**WRITTEN EXERCISE**
Lines before the one containing "[locate] white dotted" are excluded; retype that line and all remaining lines of the material exactly.

**DATA SHOWN**
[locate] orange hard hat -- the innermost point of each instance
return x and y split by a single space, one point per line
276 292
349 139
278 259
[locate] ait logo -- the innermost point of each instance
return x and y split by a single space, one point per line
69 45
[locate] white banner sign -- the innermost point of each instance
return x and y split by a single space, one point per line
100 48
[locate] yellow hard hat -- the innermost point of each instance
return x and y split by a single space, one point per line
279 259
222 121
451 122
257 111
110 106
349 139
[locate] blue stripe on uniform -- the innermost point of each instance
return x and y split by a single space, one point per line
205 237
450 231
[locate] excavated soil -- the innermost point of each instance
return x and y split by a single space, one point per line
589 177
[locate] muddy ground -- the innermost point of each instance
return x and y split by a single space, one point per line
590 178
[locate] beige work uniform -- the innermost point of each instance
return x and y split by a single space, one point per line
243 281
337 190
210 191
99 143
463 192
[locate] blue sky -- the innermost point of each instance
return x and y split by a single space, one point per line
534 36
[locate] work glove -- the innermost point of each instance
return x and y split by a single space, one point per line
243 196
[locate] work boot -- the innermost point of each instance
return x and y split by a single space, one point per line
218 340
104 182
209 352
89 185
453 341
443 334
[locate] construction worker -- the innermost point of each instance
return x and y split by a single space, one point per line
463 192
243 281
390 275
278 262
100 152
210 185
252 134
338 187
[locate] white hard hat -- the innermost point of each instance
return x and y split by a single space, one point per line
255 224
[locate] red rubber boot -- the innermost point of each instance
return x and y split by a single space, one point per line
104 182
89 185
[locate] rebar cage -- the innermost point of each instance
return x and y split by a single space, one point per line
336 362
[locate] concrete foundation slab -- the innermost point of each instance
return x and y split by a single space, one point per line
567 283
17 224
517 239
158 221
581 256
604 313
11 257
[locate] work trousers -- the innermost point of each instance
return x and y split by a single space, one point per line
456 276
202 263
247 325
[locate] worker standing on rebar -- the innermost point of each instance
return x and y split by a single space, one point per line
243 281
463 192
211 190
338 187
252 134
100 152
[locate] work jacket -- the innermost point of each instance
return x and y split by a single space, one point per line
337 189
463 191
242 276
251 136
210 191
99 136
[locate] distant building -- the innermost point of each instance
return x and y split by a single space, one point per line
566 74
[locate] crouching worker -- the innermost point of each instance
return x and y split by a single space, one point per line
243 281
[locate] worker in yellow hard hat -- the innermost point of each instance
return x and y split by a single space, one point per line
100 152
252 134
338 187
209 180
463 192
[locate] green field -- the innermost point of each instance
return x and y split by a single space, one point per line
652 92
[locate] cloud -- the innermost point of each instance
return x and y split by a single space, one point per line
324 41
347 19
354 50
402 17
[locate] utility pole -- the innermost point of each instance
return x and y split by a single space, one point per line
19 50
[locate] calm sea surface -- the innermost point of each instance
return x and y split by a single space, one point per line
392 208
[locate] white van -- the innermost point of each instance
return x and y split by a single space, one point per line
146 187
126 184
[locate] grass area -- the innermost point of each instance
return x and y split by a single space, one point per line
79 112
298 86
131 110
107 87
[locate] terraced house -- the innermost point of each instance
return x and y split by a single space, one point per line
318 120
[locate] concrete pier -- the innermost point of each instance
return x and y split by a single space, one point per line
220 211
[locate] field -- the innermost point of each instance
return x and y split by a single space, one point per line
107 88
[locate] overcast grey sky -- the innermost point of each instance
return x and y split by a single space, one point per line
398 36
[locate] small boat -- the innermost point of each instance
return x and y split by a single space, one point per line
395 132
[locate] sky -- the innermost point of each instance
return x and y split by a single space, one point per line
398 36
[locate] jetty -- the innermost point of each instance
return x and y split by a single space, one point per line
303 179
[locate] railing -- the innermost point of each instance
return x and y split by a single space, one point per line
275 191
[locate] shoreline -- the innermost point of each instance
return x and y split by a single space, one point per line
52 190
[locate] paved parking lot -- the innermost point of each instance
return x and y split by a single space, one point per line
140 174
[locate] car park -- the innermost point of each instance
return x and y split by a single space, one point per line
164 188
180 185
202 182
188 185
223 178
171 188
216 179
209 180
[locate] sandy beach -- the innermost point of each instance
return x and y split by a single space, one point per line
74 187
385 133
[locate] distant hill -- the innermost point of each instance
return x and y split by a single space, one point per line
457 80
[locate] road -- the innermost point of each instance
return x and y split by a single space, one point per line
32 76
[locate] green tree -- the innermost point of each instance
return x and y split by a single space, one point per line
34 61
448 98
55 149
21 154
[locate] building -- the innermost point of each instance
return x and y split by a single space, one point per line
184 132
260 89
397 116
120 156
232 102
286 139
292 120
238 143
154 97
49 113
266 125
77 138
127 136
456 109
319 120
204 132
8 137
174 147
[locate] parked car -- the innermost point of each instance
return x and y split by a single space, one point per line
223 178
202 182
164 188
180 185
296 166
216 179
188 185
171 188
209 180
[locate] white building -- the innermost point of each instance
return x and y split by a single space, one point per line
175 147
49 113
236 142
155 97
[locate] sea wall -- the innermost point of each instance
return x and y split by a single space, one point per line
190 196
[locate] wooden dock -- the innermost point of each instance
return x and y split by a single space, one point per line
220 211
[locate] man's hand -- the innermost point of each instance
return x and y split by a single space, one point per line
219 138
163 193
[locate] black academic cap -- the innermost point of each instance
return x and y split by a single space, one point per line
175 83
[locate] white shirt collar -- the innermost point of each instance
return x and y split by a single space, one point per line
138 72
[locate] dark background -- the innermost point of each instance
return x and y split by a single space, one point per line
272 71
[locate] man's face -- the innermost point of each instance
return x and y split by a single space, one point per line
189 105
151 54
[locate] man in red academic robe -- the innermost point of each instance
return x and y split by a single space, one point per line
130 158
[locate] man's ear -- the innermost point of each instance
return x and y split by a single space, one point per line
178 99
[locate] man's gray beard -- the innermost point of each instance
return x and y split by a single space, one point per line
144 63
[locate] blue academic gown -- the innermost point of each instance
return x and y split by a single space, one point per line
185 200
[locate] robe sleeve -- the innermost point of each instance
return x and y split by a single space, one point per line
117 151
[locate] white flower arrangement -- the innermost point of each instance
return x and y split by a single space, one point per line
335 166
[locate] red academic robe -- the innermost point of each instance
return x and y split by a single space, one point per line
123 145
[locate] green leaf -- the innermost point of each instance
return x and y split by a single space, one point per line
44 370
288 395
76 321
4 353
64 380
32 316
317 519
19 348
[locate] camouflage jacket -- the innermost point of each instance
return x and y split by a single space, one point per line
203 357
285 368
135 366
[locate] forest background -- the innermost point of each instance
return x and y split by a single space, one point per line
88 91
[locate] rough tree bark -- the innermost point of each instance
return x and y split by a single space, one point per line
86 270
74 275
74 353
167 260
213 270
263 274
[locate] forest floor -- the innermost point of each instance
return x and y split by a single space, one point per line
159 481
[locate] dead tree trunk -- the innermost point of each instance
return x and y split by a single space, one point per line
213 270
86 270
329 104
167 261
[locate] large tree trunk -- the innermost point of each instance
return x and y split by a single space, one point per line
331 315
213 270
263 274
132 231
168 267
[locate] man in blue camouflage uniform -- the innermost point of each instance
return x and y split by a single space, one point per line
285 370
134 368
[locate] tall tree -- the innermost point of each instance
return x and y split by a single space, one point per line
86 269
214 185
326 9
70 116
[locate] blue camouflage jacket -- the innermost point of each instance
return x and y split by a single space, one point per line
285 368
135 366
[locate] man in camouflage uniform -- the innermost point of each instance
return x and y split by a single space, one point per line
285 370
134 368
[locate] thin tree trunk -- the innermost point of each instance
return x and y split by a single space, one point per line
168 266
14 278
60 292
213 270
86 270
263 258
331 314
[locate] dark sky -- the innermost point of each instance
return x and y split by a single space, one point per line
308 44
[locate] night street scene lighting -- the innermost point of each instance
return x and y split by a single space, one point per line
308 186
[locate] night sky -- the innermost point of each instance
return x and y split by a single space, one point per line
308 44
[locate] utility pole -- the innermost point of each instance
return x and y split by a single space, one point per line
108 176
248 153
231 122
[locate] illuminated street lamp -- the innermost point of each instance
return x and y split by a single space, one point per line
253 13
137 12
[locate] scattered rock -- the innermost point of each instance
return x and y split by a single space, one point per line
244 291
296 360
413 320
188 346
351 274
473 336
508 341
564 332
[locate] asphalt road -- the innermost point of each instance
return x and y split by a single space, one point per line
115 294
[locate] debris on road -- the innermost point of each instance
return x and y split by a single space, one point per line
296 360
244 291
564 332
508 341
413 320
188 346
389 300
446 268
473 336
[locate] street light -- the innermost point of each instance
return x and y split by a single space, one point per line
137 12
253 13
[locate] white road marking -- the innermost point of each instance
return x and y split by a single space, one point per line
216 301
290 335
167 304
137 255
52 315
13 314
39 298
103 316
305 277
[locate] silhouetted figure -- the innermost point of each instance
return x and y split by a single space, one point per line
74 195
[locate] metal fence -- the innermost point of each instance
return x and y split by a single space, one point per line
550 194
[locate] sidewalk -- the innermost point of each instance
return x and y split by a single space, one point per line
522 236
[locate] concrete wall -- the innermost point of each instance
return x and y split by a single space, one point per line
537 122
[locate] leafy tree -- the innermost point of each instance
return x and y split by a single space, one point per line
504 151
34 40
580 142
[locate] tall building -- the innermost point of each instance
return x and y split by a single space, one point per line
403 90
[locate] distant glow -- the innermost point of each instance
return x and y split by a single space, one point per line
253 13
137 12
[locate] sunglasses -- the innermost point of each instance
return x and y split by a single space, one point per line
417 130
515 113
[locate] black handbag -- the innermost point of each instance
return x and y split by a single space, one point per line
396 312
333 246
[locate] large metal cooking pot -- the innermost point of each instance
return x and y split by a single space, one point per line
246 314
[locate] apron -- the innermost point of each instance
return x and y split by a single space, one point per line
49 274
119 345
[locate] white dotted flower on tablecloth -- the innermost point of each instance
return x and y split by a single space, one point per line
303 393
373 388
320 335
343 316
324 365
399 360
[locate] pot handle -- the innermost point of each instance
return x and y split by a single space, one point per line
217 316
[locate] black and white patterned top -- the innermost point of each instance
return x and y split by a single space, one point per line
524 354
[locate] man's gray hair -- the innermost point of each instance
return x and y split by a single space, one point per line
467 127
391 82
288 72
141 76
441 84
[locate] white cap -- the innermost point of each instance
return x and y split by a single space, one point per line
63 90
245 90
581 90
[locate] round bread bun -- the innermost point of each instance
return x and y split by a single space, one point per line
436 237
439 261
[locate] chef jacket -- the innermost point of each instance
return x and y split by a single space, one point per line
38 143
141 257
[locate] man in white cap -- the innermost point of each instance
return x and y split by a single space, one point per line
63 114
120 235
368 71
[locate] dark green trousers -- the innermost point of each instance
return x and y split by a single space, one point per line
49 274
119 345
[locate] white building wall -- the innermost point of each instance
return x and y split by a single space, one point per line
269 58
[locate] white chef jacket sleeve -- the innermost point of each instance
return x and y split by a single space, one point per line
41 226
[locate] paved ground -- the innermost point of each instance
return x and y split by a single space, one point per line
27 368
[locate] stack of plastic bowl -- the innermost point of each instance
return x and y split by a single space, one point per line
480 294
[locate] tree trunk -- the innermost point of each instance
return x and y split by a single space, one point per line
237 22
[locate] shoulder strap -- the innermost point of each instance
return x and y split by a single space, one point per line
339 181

**RESPONSE TO THE EXERCISE**
[locate] white dotted flower on tablecloth -- the innermost point of each instance
return x and y split by a single space, one point per line
303 393
373 388
320 335
343 316
324 365
399 360
[locate] pot handle -- the innermost point of each instance
return x and y split by a single space, one point per line
217 316
[locate] black and white patterned top -- the innermost point of each instance
return x and y split by a single space, one point per line
524 354
[locate] man's gray hair -- the innermost point of each instance
return x and y split by a single space, one point per line
467 127
391 82
288 72
141 76
441 84
[locate] white cap -- the innermost point of each instance
return x and y split by a single space, one point per line
63 90
245 90
581 90
[locate] round bread bun -- the innermost point of each instance
return x and y split by a single space, one point per line
436 237
439 261
[locate] chef jacket -- the innermost point of each instance
return x and y split by a single space, one point per line
38 143
141 257
[locate] man in white cap -- the innermost point of each instance
return x and y split by a single space, one point per line
63 114
120 235
368 71
[locate] dark green trousers -- the innermost point of each instance
return x and y split by a single space, one point per line
49 274
119 345
[locate] white building wall -- the innermost point of each instance
return x and y split by a single space, one point per line
269 58
[locate] white chef jacket sleeve -- the innermost point of each instance
return x and y split by a single space, one point per line
41 226
[locate] paved ground -- the innermost point of each instance
return x and y split by a single space, one point per line
27 368
[locate] stack of plastic bowl -- the innermost point of each instance
return x and y split by a single space, one point per line
480 294
[locate] tree trunk -- the innermost point of each instance
return x and y split by a single space, one point per line
237 22
[locate] shoulder strap -- the innermost point of each instance
return x and y split by a single space, one point per line
339 181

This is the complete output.